[Tugas Dikerjakan]:
1) Ketik ulang bagian cuplikan dari "entah kenapa hati" sampai "dari awal kembali." tanpa mengubah apa pun.
2) Tentukan apakah tiap pernyataan berikut sesuai dengan cuplikan. Jawab ya atau tidak, lalu kutip kata-kata cuplikan yang menentukannya.
(a) Hampir 90% tanggapan di dunia perkicauan menyatakan simpati terhadap tindakan Menteri.
(b) Menteri BUMN disebut ngamuk di pintu tol Cawang.
(c) Penulis menyatakan sudah ikhlas atas kegagalan yang dialaminya.
3) Menurut bagian cuplikan yang bertanggal 10 April 2012, sudah berapa lama berlalu sejak kegagalan itu?

[Cuplikan Pilihan]:
Tuesday, April 10, 2012

entah kenapa hati ini masih goyang. pondasinya belum kuat. semacam sedih. semacam marah tak tertahankan. mungkin selama ini saya hanya memenangkan hati agar hati ini tak runtuh. supaya tegak kepala ini. tapi semakin lama semakin tak pasti. semakin sedih. semakin tak bisa menerima bahwa memang cita-cita harus pupus. hampir setahun sejak kegagalan itu. masih tak bisa hati ini teguh. masih tak bisa ikhlas. tak rela. sebenarnya tak lagi terpikirkan oleh saya. tapi, kini perasaan itu muncul kembali. serasa saya ingin tinggalkan semua ini. dan ulangi dari awal kembali.

Tuesday, March 20, 2012


Kabarnya tadi pagi Menteri BUMN yang merupakan mantan Dirut PLN itu ngamuk di pintu tol Slipi. berita lengkap bisa baca di sini. terlepas dari salah atau benar. maupun buruk atau tidaknya dampak yang dihasilkan oleh kejadian tadi pagi itu, ada hal lain yang rasanya lebih menarik bagi saya.
menjelang pemilu tahun 2014 atau DKI-1 Juli ini, sebenarnya ada satu point kecil yang selama ini luput. masyarakat tidak peduli apakah ia liberal apakah ia komunis, apakah dia atheis atau apapun dia. masyarakt butuh pemimpin yang bergerak cepat yang tak perlu polesan-polesan media. masyarakat rindu sosok yang membumi. yang perangai nya rasional. yang tak banyak sandiwara. lihat saja tanggapan manusia-manusia di dunia perkicauan. hampir 90% menyatakan simpati nya terhadap hal yang dilakukan bapak Menteri tadi pagi. dari hal tersebut bisa saya asumsikan bahwa hanya tindakan yang sekarang dibutuhkan oleh masyarakat. tak perlu ada debat antar calon. tak perlu ada jakarta lawyers club atau apapun. menurut saya, siapapun yang ingin mensejahterakan masyarakat, ya tak perlu diumumkan di media. tak perlu banyak omong. cukup lakukan tanpa banyak suara. toh sekarang sudah banyak Citizen Journalism. apa apa sekarang mudah terpantau secara murni. berbeda dengan jurnalisme telivisi yang sudah terbebani keperluan pemilik Tv nya.

[Kumpulan Entri]:
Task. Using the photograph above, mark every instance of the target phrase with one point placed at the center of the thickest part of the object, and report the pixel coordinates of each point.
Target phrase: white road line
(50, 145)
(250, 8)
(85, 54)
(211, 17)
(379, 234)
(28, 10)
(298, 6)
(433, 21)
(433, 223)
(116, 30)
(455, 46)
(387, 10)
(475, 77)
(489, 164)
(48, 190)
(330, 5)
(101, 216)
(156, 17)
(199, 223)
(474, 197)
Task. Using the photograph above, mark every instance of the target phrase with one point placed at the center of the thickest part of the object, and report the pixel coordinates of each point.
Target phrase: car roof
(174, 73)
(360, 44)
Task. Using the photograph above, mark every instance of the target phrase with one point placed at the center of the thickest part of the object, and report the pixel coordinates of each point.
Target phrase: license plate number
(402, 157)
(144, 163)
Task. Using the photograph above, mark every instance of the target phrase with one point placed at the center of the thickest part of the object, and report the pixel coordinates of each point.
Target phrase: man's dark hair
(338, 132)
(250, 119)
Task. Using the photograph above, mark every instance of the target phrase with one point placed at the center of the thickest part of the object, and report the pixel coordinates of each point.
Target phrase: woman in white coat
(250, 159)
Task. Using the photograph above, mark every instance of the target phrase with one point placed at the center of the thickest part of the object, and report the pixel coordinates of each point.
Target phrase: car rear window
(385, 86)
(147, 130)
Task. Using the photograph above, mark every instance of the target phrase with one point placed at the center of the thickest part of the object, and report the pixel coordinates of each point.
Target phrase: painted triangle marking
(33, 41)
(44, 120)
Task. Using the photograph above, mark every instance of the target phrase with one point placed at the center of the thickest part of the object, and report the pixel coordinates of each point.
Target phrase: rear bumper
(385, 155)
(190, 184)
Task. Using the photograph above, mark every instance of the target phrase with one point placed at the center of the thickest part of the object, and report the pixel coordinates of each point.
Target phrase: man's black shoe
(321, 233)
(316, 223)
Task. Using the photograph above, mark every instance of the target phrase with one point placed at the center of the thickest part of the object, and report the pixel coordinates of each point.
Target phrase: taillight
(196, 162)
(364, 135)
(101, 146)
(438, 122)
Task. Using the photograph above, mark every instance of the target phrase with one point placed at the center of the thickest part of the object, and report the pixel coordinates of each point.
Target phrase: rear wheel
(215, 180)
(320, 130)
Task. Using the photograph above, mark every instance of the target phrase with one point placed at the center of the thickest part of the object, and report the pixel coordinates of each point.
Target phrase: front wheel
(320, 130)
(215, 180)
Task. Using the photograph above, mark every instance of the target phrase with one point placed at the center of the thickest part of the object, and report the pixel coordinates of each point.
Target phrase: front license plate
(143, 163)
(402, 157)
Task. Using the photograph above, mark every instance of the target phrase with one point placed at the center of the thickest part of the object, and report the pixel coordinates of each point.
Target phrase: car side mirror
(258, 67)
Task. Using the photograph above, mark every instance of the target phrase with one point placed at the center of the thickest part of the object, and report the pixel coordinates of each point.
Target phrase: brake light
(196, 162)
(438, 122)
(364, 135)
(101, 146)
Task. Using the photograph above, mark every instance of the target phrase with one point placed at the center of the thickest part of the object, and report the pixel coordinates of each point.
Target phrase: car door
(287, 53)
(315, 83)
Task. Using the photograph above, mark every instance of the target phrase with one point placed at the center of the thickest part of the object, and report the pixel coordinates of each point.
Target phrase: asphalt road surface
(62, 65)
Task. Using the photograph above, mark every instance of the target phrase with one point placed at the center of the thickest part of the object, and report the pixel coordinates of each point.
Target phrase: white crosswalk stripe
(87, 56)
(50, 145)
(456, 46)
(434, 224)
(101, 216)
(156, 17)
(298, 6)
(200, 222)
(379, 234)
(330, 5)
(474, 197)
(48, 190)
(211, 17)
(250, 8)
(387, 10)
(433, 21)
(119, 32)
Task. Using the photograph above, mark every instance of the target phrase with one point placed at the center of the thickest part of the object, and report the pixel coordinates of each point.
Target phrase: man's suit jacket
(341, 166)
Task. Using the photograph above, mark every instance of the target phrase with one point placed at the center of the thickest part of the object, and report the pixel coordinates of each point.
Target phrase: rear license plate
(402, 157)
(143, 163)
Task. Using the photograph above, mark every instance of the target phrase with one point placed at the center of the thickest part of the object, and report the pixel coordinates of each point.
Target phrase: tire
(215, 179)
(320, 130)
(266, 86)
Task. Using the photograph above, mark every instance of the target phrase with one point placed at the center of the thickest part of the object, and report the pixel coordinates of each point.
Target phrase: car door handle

[Hasil Pengerjaan]:
1)
entah kenapa hati ini masih goyang. pondasinya belum kuat. semacam sedih. semacam marah tak tertahankan. mungkin selama ini saya hanya memenangkan hati agar hati ini tak runtuh. supaya tegak kepala ini. tapi semakin lama semakin tak pasti. semakin sedih. semakin tak bisa menerima bahwa memang cita-cita harus pupus. hampir setahun sejak kegagalan itu. masih tak bisa hati ini teguh. masih tak bisa ikhlas. tak rela. sebenarnya tak lagi terpikirkan oleh saya. tapi, kini perasaan itu muncul kembali. serasa saya ingin tinggalkan semua ini. dan ulangi dari awal kembali.

2)
(a) Ya: "hampir 90% menyatakan simpati nya terhadap hal yang dilakukan bapak Menteri tadi pagi"
(b) Tidak: "ngamuk di pintu tol Slipi"
(c) Tidak: "masih tak bisa ikhlas"

3) Hampir setahun.